List of tasks:
1) List every author or artist the interviewee names as an influence in the author interview.
2) In the author interview, which small press did the interviewee choose to publish with?
3) Please proceed with the author interview from the point where it stops.

Article:
....................

Are there any authors or artists who influence(d) you?

I’ll be that clichéd author who says Stephen King, because that’s what was on my mother’s bookshelves. And he’s Stephen Freaking King… the man is a legend for good reason. That, and true crime about mothers who killed their children were usually on our coffee tables. I should have slept with one eye open. I’ve loved Poe for as long as I can remember, and of course my younger years were filled with Christopher Pike, RL Stein, and Mary Higgins Clark.

Tell me about your book / series.

A mother loses her grip with reality as she seeks revenge for her son’s death.

Rebecca Crow’s four-year-old son is dead, and her husband is missing.

Divers find her husband’s car at the bottom of a canal with their son’s small, lifeless body, inside. The police have no suspects and nothing to go on but a passing mention of a man driving a van. Guilt and grief cloud Rebecca’s thoughts as she stumbles towards her only mission: Revenge.

James Porter knows exactly what happened to them, but he’ll do anything to keep it a secret.

James didn’t plan to kill Rebecca’s son, but he’s not too broken up about it, either. There are more important things for him to worry about. He needs money, and his increasing appetite for murder is catching the eye of a local detective.

How many unpublished and half-finished books do you have?

Unpublished: zero.

Outlined but not started: two.

Finished and currently with beta readers: one.

Surprisingly enough, I don’t have any that are half-finished.

What’s your opinion on the practice of ‘banning’ books?

This is a tricky one because my first instinct is to say that I think it’s ridiculous. But some books are filled with racism, hate, bigotry, misogyny, etc., and probably deserve to be shelved forever. The question I suppose is whether or not we can still learn from those books. As for banning due to stuffy parents wanting to control what their little darlings take in, I have one word: PornHub. Or is that two? Either way, kids these days have access to far more damaging media than a book.

Tell me about a principal character in your book(s). What makes them memorable?

James Porter is memorable because he’s the bad guy you can’t help but like. You wouldn’t want him to date your sister, but you would drink a beer with him if he was buying.

Indie, or traditionally published – and why?

I went the route of a small press (Close to the Bone/UK) because there are much higher royalty rates, and a much more personalized experience. They were also great to work with in letting me design my own cover.

....................

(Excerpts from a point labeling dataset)
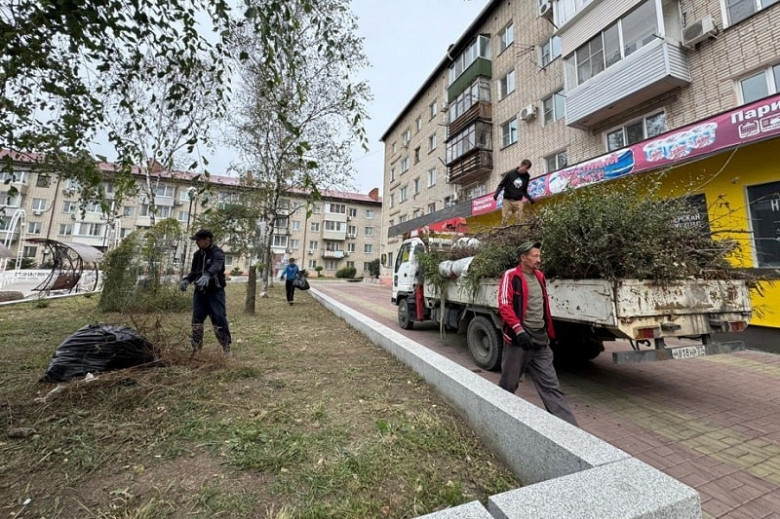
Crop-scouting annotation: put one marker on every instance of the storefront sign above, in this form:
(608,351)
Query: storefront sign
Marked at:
(757,121)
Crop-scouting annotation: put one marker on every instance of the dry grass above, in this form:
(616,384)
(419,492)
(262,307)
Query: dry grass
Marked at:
(308,420)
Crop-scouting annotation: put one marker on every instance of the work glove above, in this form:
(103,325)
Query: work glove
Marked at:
(203,281)
(522,340)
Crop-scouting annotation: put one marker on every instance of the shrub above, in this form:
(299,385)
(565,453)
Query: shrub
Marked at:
(346,272)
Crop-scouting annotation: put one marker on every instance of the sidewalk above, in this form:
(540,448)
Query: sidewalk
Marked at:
(711,422)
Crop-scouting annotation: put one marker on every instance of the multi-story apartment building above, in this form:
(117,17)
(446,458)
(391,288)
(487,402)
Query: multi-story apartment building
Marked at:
(343,229)
(589,90)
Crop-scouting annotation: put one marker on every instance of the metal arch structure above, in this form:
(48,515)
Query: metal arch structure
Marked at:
(69,263)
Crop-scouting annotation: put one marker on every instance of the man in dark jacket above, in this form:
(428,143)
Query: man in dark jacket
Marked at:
(528,328)
(208,275)
(515,186)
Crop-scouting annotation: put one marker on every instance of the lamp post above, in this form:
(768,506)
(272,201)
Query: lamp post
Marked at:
(192,194)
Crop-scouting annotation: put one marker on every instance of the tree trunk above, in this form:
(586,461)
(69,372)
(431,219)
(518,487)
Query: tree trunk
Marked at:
(251,291)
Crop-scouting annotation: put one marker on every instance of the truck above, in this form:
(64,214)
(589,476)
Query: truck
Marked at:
(586,312)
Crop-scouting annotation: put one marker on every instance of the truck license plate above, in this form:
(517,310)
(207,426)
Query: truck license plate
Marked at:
(688,352)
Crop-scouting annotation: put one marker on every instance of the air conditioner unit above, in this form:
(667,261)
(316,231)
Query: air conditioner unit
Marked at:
(528,113)
(545,9)
(699,31)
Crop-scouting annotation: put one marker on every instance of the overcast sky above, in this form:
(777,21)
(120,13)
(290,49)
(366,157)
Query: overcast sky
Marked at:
(404,41)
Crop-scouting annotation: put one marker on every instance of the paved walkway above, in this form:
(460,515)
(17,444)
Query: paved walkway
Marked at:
(711,422)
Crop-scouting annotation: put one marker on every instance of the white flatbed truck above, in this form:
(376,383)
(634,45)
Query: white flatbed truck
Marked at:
(586,313)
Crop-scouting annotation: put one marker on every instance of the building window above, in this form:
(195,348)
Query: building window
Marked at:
(636,29)
(555,161)
(760,85)
(478,91)
(506,37)
(636,131)
(509,132)
(549,51)
(764,204)
(478,135)
(506,85)
(432,177)
(554,107)
(738,10)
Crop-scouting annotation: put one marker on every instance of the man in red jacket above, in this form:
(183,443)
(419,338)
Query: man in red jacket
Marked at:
(525,310)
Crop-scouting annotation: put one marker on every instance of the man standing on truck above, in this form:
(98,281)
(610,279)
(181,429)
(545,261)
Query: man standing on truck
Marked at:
(515,186)
(525,310)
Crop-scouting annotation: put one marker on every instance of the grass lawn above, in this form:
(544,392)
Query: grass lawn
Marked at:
(308,420)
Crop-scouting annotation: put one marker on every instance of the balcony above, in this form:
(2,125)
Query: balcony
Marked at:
(481,111)
(472,166)
(653,70)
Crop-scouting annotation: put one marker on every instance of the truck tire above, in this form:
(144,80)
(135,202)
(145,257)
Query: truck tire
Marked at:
(404,319)
(485,343)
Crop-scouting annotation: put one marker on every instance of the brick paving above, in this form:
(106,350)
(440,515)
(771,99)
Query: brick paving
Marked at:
(711,422)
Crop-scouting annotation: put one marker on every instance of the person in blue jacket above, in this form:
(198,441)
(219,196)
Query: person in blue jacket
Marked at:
(208,275)
(289,273)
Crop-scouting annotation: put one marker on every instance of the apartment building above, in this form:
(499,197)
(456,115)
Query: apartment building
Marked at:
(343,229)
(590,90)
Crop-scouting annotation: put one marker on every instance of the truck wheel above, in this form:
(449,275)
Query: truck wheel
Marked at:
(404,319)
(485,343)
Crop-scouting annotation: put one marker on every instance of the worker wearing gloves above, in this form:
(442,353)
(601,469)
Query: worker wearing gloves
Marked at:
(208,276)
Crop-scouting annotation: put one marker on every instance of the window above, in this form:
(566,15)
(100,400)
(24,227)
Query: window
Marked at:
(509,132)
(760,85)
(337,208)
(506,85)
(636,131)
(764,204)
(549,51)
(432,177)
(555,161)
(506,37)
(477,135)
(554,107)
(636,29)
(43,181)
(478,91)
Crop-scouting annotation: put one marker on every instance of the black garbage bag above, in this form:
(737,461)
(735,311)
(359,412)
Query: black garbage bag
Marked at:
(96,348)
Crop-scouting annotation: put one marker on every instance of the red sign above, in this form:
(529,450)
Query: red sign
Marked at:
(750,123)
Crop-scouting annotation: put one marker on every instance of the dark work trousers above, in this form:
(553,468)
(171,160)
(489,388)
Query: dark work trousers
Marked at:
(538,364)
(288,286)
(212,304)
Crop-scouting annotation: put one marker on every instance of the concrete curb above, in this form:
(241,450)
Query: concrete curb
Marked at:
(569,472)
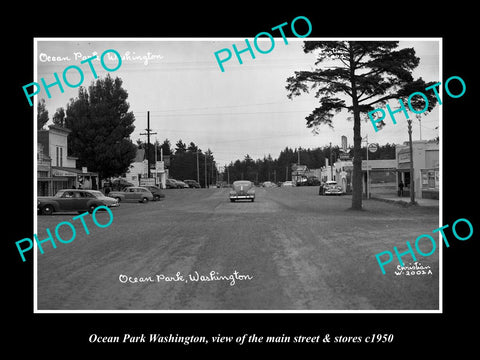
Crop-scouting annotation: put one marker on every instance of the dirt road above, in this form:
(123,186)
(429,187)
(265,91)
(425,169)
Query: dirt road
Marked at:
(195,250)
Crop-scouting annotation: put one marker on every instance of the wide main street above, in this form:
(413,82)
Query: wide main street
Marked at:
(289,250)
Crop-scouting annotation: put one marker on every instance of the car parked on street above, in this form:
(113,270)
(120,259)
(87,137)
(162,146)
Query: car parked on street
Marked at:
(171,184)
(192,184)
(132,193)
(69,200)
(242,190)
(156,192)
(330,188)
(110,202)
(269,184)
(181,184)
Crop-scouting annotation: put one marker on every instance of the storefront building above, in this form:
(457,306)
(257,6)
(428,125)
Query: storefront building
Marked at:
(56,170)
(425,168)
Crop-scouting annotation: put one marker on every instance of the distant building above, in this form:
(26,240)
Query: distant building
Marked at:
(138,171)
(381,175)
(55,169)
(425,168)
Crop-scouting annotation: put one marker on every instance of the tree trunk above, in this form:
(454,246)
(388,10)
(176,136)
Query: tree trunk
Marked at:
(357,187)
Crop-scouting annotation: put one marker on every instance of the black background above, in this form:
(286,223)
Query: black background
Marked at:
(67,334)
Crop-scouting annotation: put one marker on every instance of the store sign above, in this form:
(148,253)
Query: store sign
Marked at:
(404,157)
(57,172)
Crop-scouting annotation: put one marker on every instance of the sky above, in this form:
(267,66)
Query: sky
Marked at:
(243,110)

....................

Per-task answers:
1) Stephen King, Poe, Christopher Pike, RL Stein, Mary Higgins Clark

2) Close to the Bone (UK)

3)
It’s said that to write well, you need to read a lot. What do you think?

Absolutely. I feel it’s important to immerse yourself in your craft. I always find it odd when writers aren’t readers and/or “don’t have the time to read”, because why would you want to benefit from a culture you don’t partake of? I do have to watch what I read while first drafting, as style and voice tend to bleed over.

Tell me what you feel the worst, and the best, aspects of being an author are, and why.

The worst bit: It’s changed how I read novels and how I watch movies. My husband (also a writer) and I now discuss plot/character/etc. and why something is or isn’t working with other movies and books. It’s one of those bells that can’t be unrung.

The best bit: Having just written something and feeling like I’ve nailed what I was trying to do. I also love the subculture of writers, both Indie and traditionally published. They are incredibly supportive and encouraging.

Are you a plotter, or a pantser? What do you think of the opposite approach?

Plotter. I like to have a timeline and a chapter-by-chapter summary before I start drafting. Of course, it changes almost immediately as I write. I think writers should use whatever works best for them.

Do you hide any secrets in your books that only a few people will find?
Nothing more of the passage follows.